▶ WHAT IS BEING ASKED
Could you print, exactly as they stand, the lines from the one holding "Reviewer note. Confirm that each instance of the gull" to the end of the data below, and nothing more?

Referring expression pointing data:
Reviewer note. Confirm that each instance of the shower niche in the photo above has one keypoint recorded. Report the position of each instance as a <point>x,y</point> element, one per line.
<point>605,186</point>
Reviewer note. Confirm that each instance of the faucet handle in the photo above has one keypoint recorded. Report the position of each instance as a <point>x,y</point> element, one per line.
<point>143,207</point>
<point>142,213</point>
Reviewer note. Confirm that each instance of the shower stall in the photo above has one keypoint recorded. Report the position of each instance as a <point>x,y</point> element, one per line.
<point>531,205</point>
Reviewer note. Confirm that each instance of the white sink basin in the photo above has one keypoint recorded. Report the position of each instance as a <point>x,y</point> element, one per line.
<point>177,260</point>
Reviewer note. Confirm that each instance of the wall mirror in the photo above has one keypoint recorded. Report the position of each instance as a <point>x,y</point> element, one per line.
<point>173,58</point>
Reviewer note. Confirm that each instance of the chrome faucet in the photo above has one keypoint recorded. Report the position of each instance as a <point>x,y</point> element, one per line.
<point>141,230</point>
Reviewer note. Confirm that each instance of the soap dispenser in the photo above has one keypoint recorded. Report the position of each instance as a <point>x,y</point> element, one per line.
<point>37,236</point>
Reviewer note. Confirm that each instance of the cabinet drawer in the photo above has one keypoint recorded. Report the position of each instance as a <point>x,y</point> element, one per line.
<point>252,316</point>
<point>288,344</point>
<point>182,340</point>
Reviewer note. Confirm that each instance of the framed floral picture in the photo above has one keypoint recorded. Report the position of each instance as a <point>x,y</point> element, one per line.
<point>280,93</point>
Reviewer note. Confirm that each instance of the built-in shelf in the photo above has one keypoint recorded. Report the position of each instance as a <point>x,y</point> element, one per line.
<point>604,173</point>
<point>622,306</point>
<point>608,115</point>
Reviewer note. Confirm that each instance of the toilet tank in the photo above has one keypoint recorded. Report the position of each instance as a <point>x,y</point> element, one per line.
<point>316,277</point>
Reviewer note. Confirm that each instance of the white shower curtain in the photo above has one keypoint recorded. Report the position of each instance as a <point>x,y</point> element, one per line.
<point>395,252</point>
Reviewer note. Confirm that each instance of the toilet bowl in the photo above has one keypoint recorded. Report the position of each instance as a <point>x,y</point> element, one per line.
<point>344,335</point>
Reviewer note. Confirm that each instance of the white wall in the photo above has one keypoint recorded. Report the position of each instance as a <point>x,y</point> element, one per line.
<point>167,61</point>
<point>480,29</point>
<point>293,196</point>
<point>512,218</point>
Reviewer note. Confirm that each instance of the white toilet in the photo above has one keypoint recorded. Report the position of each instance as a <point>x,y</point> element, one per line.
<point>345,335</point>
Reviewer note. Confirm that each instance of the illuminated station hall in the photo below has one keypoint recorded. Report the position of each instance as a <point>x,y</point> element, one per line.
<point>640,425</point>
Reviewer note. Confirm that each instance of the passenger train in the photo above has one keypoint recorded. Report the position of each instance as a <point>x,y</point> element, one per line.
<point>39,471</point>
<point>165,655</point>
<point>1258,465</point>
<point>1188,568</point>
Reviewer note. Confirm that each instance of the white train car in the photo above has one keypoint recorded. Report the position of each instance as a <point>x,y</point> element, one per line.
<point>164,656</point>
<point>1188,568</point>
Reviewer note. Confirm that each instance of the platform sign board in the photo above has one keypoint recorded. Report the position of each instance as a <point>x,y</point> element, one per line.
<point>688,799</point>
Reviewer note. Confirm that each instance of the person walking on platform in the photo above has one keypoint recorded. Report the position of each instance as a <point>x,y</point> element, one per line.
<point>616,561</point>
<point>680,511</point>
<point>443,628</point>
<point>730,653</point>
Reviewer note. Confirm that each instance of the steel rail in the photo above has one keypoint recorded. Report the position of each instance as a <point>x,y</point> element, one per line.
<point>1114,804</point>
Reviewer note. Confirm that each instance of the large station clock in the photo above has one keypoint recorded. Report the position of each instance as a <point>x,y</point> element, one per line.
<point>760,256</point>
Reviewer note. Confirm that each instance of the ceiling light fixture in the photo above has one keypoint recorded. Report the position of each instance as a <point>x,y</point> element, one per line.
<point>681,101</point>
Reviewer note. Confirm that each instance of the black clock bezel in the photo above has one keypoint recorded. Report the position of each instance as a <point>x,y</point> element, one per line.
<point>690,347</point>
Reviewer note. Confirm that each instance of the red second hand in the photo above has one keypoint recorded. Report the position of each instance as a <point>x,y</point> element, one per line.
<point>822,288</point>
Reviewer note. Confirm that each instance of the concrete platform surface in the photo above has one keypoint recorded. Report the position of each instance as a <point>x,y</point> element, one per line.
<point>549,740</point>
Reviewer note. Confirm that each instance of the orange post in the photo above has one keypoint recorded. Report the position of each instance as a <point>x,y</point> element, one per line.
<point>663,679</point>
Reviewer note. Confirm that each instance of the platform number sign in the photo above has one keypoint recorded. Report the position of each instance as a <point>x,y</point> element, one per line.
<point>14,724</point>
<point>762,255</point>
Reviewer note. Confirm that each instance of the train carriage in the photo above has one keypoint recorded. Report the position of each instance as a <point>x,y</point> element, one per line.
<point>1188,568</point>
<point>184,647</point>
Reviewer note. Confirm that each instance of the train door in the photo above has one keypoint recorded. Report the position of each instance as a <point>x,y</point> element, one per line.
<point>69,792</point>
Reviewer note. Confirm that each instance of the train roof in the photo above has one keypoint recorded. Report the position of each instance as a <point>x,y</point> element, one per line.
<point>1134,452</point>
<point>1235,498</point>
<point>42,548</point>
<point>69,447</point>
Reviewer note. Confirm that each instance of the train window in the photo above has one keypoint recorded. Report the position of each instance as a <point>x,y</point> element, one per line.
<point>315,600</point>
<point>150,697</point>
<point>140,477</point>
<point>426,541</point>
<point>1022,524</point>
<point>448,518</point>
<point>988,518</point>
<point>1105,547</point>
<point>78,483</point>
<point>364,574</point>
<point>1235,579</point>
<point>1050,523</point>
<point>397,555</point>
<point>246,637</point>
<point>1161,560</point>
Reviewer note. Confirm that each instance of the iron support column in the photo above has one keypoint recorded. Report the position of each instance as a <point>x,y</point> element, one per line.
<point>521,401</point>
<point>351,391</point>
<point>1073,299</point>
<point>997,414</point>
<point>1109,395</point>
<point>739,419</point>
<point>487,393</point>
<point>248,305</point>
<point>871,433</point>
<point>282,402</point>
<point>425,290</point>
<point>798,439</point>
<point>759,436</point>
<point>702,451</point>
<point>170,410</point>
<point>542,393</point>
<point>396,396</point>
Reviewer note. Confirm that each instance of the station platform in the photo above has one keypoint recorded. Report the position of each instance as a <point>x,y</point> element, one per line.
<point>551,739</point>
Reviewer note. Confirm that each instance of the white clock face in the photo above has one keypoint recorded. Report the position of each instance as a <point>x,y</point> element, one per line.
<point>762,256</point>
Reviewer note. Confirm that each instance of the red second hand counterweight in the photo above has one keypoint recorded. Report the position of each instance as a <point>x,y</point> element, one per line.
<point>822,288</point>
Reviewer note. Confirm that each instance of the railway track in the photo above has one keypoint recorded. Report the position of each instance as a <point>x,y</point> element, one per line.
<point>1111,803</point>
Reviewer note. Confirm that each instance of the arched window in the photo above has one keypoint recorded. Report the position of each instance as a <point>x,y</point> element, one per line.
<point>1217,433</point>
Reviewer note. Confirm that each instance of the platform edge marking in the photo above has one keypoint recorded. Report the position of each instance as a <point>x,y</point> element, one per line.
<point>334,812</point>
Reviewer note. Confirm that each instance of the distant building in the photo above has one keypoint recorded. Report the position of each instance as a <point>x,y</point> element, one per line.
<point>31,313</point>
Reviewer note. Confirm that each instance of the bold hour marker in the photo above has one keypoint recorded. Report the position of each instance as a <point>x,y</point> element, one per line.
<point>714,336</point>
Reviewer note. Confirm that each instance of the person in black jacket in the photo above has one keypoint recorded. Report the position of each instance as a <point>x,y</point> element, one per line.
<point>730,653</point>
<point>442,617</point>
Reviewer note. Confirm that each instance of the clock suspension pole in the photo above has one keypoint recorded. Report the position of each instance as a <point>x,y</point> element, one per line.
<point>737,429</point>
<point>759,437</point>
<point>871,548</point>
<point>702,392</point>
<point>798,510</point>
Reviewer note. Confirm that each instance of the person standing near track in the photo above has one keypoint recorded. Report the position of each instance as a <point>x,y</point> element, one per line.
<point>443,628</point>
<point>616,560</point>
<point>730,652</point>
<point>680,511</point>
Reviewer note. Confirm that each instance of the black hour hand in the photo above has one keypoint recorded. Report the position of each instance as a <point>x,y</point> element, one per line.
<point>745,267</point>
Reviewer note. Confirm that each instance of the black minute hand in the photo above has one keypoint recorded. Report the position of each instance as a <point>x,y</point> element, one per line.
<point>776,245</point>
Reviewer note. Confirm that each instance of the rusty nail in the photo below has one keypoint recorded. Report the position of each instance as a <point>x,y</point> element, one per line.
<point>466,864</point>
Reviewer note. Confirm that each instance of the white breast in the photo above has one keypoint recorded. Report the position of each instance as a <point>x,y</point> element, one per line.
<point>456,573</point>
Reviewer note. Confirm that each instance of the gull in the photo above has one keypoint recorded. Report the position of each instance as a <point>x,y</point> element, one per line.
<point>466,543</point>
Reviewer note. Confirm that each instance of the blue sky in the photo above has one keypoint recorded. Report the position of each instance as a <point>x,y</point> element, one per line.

▶ OUTPUT FOR THIS TASK
Reviewer note. Confirm that each instance of the gull in the photo above has one keypoint recorded. Report the position of each instance as a <point>x,y</point> element, one per line.
<point>466,543</point>
Reviewer note. Confirm that each instance of the blue sky in the photo above has one keypoint recorded. Report the position of each instance as a <point>x,y</point> element, one per line.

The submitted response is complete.